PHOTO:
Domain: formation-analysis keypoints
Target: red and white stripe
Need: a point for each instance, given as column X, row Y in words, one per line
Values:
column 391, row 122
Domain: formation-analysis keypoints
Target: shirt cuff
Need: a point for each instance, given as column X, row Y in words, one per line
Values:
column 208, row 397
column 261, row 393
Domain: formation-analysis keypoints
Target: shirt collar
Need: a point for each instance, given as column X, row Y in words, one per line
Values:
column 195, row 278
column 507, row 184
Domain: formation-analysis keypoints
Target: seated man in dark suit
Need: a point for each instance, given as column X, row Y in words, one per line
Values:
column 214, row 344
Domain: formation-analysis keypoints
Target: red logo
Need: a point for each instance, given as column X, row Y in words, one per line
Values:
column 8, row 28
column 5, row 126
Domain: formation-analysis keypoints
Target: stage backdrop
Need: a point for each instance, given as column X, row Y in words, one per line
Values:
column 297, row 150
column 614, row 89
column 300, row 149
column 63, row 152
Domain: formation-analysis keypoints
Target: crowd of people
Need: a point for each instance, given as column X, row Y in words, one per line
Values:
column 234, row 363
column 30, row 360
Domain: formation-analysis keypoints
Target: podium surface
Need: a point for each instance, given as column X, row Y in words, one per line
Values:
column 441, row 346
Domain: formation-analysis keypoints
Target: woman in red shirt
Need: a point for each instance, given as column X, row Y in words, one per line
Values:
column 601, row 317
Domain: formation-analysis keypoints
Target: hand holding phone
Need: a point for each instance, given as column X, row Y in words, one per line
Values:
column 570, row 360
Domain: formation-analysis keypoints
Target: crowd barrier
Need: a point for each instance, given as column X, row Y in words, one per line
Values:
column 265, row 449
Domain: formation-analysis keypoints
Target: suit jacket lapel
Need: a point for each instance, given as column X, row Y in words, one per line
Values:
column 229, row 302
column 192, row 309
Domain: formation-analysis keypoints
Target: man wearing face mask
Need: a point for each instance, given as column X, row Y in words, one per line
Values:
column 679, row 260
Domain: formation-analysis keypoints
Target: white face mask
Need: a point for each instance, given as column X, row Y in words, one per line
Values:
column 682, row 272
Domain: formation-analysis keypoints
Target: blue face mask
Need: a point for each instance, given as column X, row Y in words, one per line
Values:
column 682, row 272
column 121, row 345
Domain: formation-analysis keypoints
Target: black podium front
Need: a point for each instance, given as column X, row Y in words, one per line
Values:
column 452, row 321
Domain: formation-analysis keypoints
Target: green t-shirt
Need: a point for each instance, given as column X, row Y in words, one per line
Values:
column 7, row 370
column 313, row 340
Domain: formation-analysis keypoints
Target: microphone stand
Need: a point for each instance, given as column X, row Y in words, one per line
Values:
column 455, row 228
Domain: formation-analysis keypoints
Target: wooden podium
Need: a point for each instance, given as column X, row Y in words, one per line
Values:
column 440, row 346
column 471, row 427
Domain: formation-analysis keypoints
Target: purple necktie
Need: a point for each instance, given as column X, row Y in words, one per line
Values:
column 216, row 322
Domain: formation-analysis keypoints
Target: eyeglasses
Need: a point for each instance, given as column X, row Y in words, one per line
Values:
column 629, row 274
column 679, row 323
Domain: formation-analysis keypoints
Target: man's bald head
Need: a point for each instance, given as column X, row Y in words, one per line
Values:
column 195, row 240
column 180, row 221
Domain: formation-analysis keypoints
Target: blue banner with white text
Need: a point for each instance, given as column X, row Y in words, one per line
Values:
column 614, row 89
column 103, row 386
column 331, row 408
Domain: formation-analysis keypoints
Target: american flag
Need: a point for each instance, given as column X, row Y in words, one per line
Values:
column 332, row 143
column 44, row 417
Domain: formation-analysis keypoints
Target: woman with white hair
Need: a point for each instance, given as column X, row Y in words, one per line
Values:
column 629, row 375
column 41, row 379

◇ ◇ ◇

◆ STATED TASK
Please copy out all of the items above again, replacing "formation-analysis keypoints" with "event-scene keypoints" everywhere it appears and leaving every other line unchanged.

◆ THE REPLY
PHOTO:
Domain: event-scene keypoints
Target: red and white stripe
Need: a point for each instance, given as column X, row Y in words, one per line
Values:
column 391, row 122
Domain: event-scene keypoints
Target: shirt cuff
Need: a point for each instance, given as column X, row Y in words, one per line
Values:
column 208, row 397
column 261, row 393
Domain: event-scene keypoints
Target: shirt collar
Need: a point for each instance, given as column X, row Y in words, one per line
Values:
column 195, row 278
column 507, row 184
Domain: event-scene keypoints
Target: seated man in dark suit
Need: a point for each instance, given as column X, row Y in words, one per line
Values:
column 214, row 344
Domain: event-scene keypoints
Target: red logo
Need: a point for each instance, given as column X, row Y in words, one per line
Values:
column 8, row 28
column 5, row 126
Domain: event-scene keypoints
Target: stage backdrop
Need: a point for each instance, given as column X, row Y in words, one per line
Values:
column 297, row 150
column 614, row 89
column 300, row 149
column 63, row 152
Domain: event-scene keypoints
Target: crowd of people
Need: a point for each instance, given as column X, row Y in words, one per line
Values:
column 234, row 363
column 30, row 360
Domain: event-scene keypoints
Target: podium surface
Need: a point for each instance, given as column X, row Y in words, one per line
Values:
column 441, row 346
Domain: event-scene keypoints
Target: woman in red shirt
Need: a point for each instance, given as column X, row Y in words, one per line
Values:
column 601, row 317
Domain: event-scene keypoints
Target: hand holding phone
Need: a point for each instance, given as column X, row Y in words, one per line
Values:
column 570, row 360
Domain: event-scene keypoints
Target: crowd barrier
Need: a point for each instance, given as column X, row Y in words, one per line
Values:
column 265, row 449
Domain: event-scene keypoints
Target: suit jacket lapel
Need: a point for each instance, given as column X, row Y in words, one per line
Values:
column 229, row 302
column 192, row 309
Domain: event-scene keypoints
Target: man wearing face mask
Need: a point for each instance, given as column X, row Y in words, one per line
Values:
column 679, row 260
Domain: event-scene keypoints
Target: white face mask
Need: a point for each instance, given as column X, row Y in words, one per line
Values:
column 682, row 272
Domain: event-scene keypoints
Target: blue face mask
Need: a point for each instance, given as column X, row Y in words, one per line
Values:
column 682, row 272
column 121, row 345
Domain: event-scene keypoints
Target: black podium front
Need: a point for each instance, given as column X, row Y in words, one per line
Values:
column 452, row 321
Domain: event-scene keypoints
Target: green t-shirt
Need: a point for each instance, given as column X, row Y in words, one per line
Values:
column 7, row 370
column 313, row 340
Domain: event-scene keypoints
Target: microphone stand
Need: a point for each instance, given as column X, row Y in words, one per line
Values:
column 455, row 228
Domain: event-scene keypoints
Target: wooden podium
Need: a point for each instance, given as column X, row Y in words, one per line
Values:
column 440, row 346
column 471, row 427
Domain: event-scene keypoints
Target: purple necktie
Need: a point for each instance, given as column X, row Y in words, one per line
Values:
column 216, row 322
Domain: event-scene keypoints
Target: eyeglasses
Need: a point for each instance, given as column X, row Y in words, one per line
Values:
column 629, row 274
column 679, row 323
Domain: event-scene keypoints
Target: man's bald head
Need: a point for each instance, given as column X, row Y in words, one per line
Values:
column 195, row 240
column 180, row 221
Domain: event-scene keypoints
Target: blue banner with white text
Need: a point for each instance, given as column X, row Y in words, one per line
Values:
column 614, row 89
column 103, row 386
column 331, row 408
Domain: event-scene keypoints
Target: american flag
Need: a point for each instance, given as column X, row Y in words, one per line
Values:
column 332, row 143
column 44, row 417
Domain: event-scene keypoints
Target: woman with white hair
Need: a point for each instance, given as column X, row Y in words, one per line
Values:
column 629, row 375
column 41, row 379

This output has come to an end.